Document excerpt |
══════════

There’s another way to think about this which blows the idea of switching Clady out of the water. In today’s NFL, if you have a weakness on your line, the opposition will exploit it, no matter the location. If you are weak at the guard and center positions, the double-A-gap blitz wreaks havoc like an Al Davis lawsuit threat. If you are weak at tackle and guard, an overload blitz is a little slice of heaven. A few times a game, flipping defensive ends breeds mayhem. Simply put, you'd better be strong across the line. If Orlando Franklin is not the answer at right tackle, look for the Broncos to go back to Zane Beadles and put Franklin at guard.
TJ, what the hell was Ray Lewis thinking when he said that the crime rate would go up in this country if the lockout went a whole year?
--Adam Jones, Cincinnati, Ohio
Adam: It was a bit dramatic, wasn’t it? One imagines Lewis knows he can’t sell as much Old Spice without the season to draw people to the fantastic array of shower gels and deodorants (personally I’m an Axe Dark Temptation guy—once you go dark, you never go bark).
Lewis basically told Sal Paolantonio that without football, bad things would happen. Maybe he’d see dead people or something, who knows. It was an interesting quote, I guess. However, more interesting is the reason why Lewis thought the crime rate would increase:
There's too many people that live through us, people live through us. Yeah, walk in the streets, the way I walk the streets, and I'm not talking about the people you see all the time...There's nothing else to do, Sal.
Lewis is delusional. He’s suffering from they’ll-miss-me-if-I’m-gone syndrome, which you see a lot in some people. You know of whom I speak. Think about the guy at work who is always getting pissed off and hinting that he’s about to quit. In his mind, he actually he’s so important the company couldn’t replace him. However, if he ever left, they’d find someone within a few weeks.
I suppose Lewis could be right. Americans really could be so out of touch with reality that they actually derive their emotional well-being from the results of a football game over which they have no control. Although childish and rather apelike, it would give merit to the whole bread and circuses stereotype (or in Spain, bread and bulls). If that’s the case, I welcome the new and improved Rapture coming to a theater near you in October.
I have a little more faith in people than Lewis, though. Sure, there will probably be a group of idiots that would use a lockout as an excuse to transform themselves into Raiders fans. Yet I suspect most will simply put their time to good use.
If you’re looking for some good ideas on what to do during an extended lockout, here are ten I just came up with as I was pondering how to use a lockout to project all the angers of my past failures on my coworkers:
- Drink copious amounts of Red Bull and then try to set the Guinness world record for sit-ups in an hour.
- Read Adam Smith’s Wealth of Nations so you can stop thinking the term “invisible hand” is a reference to masturbation.
- Watch The Big Lebowski while drinking a white Russian.
- Go bowling. If you pull your groin, go golfing.
- Begin training for your MMA career. If you pull your groin, start a fight club at your local senior center.

══════════

What this exercise asks |
(a) Print the stretch of the NFL column from "--Adam Jones, Cincinnati, Ohio" through "to do, Sal.", word for word.
(b) Select every line of the records that contains the word "wearing", and copy each one. Case counts.

Dataset rows showing where objects appear

══════════

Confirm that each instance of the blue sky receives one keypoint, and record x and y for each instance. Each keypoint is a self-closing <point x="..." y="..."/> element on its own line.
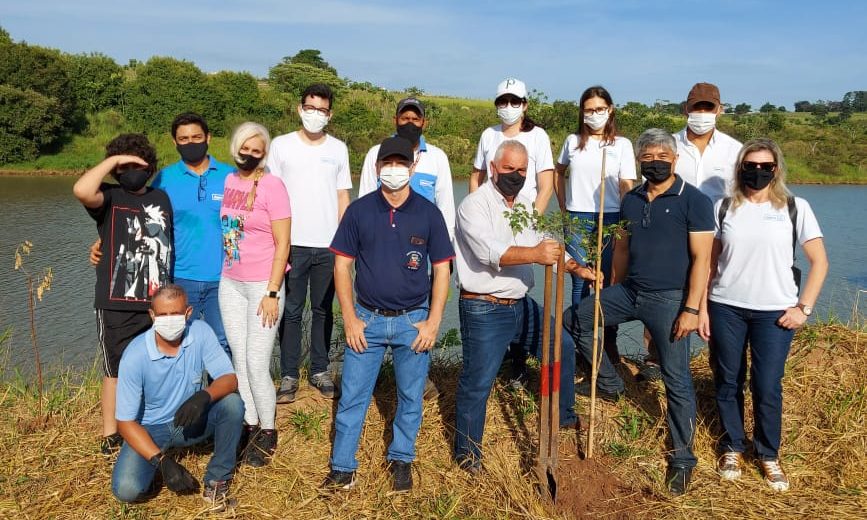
<point x="642" y="50"/>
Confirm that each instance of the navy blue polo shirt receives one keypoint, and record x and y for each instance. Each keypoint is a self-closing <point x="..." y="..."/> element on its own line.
<point x="659" y="234"/>
<point x="392" y="248"/>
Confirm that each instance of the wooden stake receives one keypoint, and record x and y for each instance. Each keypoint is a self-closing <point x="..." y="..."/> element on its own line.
<point x="594" y="369"/>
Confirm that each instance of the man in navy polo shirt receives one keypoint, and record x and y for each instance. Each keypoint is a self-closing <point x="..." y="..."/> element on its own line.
<point x="390" y="235"/>
<point x="665" y="257"/>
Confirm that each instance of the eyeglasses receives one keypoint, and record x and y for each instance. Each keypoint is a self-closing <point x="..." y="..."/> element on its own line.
<point x="645" y="216"/>
<point x="309" y="109"/>
<point x="598" y="111"/>
<point x="769" y="167"/>
<point x="504" y="101"/>
<point x="203" y="185"/>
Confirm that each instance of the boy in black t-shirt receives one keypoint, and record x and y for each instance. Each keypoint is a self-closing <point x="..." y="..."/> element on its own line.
<point x="134" y="223"/>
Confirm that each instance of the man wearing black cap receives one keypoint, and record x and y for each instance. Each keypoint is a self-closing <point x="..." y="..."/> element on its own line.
<point x="390" y="236"/>
<point x="431" y="174"/>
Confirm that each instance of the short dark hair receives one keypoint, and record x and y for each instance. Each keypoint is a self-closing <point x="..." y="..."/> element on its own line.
<point x="189" y="118"/>
<point x="134" y="144"/>
<point x="318" y="90"/>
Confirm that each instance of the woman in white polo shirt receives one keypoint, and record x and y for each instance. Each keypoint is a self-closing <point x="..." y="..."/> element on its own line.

══════════

Per-task answers |
(a)
--Adam Jones, Cincinnati, Ohio
Adam: It was a bit dramatic, wasn’t it? One imagines Lewis knows he can’t sell as much Old Spice without the season to draw people to the fantastic array of shower gels and deodorants (personally I’m an Axe Dark Temptation guy—once you go dark, you never go bark).
Lewis basically told Sal Paolantonio that without football, bad things would happen. Maybe he’d see dead people or something, who knows. It was an interesting quote, I guess. However, more interesting is the reason why Lewis thought the crime rate would increase:
There's too many people that live through us, people live through us. Yeah, walk in the streets, the way I walk the streets, and I'm not talking about the people you see all the time...There's nothing else to do, Sal.

(b)
Confirm that each instance of the man wearing black cap receives one keypoint, and record x and y for each instance. Each keypoint is a self-closing <point x="..." y="..."/> element on its own line.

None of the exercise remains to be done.